■ **TASK DIRECTIONS**: Render the records as a two-column CSV with the headers input and output, one row per record. Cover only the span from the start of the records through the line containing "xmin=317 ymin=84 xmax=328 ymax=97", putting each record's text and its answer in a single quoted field with line breaks replaced by spaces.
___ INFORMATION SHOWN
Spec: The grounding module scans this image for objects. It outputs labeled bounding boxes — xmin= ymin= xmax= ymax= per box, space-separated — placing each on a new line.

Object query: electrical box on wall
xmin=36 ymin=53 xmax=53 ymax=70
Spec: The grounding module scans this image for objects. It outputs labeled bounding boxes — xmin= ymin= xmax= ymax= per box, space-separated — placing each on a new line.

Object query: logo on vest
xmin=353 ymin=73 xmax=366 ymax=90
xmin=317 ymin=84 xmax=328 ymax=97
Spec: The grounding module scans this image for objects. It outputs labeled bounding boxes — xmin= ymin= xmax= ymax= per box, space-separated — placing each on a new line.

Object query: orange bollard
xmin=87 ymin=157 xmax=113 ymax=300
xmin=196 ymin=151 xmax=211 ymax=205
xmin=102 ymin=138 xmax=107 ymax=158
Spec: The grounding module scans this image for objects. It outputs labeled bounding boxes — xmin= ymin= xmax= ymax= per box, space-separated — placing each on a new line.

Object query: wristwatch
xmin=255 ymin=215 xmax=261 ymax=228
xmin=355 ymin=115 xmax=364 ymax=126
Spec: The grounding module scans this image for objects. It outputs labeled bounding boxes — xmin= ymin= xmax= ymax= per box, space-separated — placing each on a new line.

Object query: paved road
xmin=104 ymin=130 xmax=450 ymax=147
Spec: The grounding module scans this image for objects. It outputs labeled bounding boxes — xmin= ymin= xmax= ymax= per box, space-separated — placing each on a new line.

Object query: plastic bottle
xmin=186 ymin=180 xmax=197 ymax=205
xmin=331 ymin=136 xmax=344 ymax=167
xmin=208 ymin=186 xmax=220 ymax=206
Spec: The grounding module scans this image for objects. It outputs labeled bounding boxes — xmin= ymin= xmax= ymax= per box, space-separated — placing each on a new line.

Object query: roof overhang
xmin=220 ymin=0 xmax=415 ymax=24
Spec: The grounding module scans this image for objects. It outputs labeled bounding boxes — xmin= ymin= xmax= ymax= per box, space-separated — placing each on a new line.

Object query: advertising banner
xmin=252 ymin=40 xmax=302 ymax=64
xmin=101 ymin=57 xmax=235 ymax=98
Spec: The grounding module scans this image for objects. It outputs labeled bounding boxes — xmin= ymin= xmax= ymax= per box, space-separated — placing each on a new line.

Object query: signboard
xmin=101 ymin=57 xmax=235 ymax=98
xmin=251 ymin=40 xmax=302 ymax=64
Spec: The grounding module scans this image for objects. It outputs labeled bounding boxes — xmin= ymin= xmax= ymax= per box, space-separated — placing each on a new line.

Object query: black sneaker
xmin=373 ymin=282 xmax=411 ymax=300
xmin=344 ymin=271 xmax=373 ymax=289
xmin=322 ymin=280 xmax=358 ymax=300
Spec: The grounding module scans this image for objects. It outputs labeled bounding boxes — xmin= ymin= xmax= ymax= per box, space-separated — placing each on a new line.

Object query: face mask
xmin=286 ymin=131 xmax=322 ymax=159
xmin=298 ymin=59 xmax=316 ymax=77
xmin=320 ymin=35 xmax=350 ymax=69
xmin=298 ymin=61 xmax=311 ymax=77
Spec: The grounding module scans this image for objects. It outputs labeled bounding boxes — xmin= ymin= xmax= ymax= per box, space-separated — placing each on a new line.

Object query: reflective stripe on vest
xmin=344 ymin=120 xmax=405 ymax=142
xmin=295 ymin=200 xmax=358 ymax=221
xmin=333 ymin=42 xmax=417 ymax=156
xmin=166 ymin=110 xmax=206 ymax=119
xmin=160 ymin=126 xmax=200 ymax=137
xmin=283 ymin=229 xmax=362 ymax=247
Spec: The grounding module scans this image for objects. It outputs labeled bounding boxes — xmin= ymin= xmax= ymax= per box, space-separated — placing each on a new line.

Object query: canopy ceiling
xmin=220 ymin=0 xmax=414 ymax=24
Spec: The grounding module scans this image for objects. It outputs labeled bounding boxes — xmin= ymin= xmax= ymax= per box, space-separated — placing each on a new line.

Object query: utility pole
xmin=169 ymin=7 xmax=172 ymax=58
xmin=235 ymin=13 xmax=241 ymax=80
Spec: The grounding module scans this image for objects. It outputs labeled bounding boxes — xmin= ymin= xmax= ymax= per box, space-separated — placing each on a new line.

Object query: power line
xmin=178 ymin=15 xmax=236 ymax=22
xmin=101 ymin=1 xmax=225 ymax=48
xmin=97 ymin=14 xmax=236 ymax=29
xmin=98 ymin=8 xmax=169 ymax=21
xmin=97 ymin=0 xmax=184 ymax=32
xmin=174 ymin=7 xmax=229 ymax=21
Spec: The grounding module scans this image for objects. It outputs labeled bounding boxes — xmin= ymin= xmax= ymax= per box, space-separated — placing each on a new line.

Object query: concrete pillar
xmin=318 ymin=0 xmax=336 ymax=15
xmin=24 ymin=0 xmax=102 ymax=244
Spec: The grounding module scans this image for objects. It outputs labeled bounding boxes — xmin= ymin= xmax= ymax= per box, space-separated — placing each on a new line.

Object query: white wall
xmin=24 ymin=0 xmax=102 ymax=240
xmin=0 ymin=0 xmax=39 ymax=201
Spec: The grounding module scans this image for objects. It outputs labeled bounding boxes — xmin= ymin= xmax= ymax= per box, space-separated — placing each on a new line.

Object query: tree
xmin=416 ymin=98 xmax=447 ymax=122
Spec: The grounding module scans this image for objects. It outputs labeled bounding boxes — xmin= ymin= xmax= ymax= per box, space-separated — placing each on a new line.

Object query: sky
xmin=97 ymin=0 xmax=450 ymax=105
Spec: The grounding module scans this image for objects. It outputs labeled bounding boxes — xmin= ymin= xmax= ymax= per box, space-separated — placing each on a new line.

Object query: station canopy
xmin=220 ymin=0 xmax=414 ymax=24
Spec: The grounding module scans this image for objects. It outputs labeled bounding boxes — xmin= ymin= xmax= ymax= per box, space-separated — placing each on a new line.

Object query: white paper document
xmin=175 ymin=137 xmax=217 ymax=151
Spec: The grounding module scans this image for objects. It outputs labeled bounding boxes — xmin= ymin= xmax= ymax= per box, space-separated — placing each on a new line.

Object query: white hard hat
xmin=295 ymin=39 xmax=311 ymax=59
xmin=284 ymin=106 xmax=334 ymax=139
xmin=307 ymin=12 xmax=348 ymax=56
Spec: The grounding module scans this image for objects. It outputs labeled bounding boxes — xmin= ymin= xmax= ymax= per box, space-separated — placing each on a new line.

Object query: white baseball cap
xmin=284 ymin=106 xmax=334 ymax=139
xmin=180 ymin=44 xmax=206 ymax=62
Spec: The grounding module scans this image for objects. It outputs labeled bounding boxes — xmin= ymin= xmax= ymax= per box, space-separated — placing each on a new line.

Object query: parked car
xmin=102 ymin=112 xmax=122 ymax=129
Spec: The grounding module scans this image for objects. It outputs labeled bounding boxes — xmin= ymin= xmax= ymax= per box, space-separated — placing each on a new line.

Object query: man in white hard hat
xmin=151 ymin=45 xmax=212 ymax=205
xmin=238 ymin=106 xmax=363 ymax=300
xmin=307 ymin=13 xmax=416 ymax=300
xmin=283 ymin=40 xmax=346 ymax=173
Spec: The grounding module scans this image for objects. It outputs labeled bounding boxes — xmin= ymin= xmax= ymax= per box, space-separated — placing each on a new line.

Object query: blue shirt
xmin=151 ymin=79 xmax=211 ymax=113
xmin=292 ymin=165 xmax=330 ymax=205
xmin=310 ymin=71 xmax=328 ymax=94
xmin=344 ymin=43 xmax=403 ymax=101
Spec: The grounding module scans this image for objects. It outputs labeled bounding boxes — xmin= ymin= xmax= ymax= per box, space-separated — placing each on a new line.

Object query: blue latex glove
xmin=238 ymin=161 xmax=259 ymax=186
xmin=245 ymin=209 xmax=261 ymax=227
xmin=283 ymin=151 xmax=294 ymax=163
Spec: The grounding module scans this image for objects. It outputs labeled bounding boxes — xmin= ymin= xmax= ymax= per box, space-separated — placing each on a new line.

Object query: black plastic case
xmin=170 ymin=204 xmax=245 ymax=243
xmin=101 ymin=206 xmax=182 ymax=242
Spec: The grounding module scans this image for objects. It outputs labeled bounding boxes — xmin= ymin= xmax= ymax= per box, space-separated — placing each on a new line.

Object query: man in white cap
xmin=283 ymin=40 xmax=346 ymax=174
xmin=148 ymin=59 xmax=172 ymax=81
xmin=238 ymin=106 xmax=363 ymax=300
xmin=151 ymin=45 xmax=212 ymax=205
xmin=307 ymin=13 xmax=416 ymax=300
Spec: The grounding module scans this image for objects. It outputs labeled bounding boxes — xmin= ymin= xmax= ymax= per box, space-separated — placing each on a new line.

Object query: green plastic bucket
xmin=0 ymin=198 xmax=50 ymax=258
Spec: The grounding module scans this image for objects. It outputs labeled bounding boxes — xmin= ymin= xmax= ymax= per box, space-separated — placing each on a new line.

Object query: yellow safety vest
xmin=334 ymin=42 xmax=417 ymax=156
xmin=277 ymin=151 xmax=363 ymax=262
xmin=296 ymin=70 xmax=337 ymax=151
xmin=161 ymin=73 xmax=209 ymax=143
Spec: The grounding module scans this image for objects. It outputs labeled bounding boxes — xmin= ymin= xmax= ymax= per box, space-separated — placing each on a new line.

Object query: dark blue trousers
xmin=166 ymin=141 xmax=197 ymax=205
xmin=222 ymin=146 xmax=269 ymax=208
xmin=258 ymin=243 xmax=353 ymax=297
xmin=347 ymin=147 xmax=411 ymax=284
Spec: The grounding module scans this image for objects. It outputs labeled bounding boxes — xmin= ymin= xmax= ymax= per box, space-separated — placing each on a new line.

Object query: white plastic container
______
■ **RESULT**:
input,output
"Spec: The grounding module scans this image for objects. It outputs labeled bounding boxes — xmin= ymin= xmax= ymax= per box, space-separated — placing each on a new line. Object query: electrical box on wall","xmin=36 ymin=53 xmax=53 ymax=70"
"Spec: The grounding module scans this image for objects. It outputs labeled bounding boxes — xmin= ymin= xmax= ymax= per box, space-separated — placing each on a new line. Object query: logo on vest","xmin=353 ymin=73 xmax=366 ymax=90 xmin=317 ymin=84 xmax=328 ymax=97"